=== Exercise ===
Return each line of the data below that contains the word "arched".

=== Data section ===
__________________________________________________
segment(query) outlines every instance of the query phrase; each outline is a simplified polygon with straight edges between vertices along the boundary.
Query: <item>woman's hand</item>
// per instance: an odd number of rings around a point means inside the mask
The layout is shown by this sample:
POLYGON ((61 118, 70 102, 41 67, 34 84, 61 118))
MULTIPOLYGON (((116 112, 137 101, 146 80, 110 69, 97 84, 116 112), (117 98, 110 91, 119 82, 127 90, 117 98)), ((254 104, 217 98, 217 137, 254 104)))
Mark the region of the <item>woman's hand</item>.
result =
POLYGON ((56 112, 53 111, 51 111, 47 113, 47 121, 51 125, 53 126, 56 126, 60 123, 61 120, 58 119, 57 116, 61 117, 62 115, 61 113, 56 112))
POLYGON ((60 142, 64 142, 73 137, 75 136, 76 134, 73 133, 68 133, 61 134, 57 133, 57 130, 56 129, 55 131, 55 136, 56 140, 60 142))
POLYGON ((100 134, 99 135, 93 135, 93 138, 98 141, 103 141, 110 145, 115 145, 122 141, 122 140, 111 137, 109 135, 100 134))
__________________________________________________
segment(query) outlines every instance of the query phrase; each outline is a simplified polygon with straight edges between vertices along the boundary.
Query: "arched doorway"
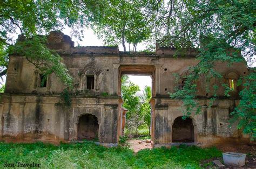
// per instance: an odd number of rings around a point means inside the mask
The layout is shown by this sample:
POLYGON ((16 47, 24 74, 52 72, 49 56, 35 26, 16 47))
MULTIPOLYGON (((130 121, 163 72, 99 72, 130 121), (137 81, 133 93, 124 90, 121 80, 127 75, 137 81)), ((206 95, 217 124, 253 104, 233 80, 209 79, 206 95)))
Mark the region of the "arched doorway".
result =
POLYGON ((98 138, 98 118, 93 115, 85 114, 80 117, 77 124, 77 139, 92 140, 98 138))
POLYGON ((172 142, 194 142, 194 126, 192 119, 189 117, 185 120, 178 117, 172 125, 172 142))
__________________________________________________
=== Answer for this exercise ===
Query: "arched doorway"
Mark the region of the "arched doorway".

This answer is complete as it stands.